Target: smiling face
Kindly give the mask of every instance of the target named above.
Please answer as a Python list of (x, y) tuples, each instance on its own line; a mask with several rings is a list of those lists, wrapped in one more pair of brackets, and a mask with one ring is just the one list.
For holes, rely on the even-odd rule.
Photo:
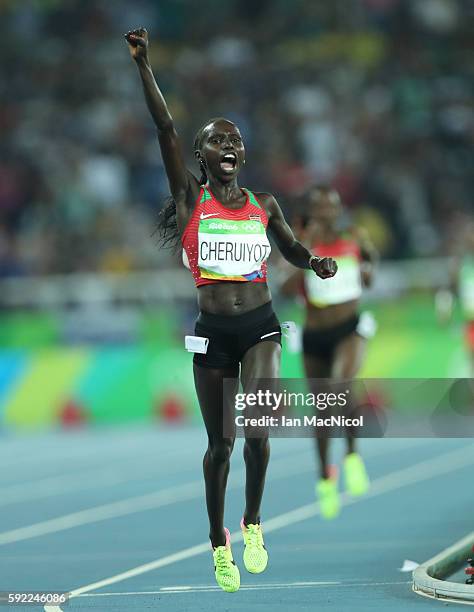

********************

_Directions for this task:_ List every line above that contains the word "mask".

_Result below:_
Kindly give the mask of every instance of the target named above.
Please answer as a Python list of (x, y) tuples, each instance on its own line; a mask with several rings is a list of those lists, wrapped in one more pair of brackets, and a mask with one ring is just the one list.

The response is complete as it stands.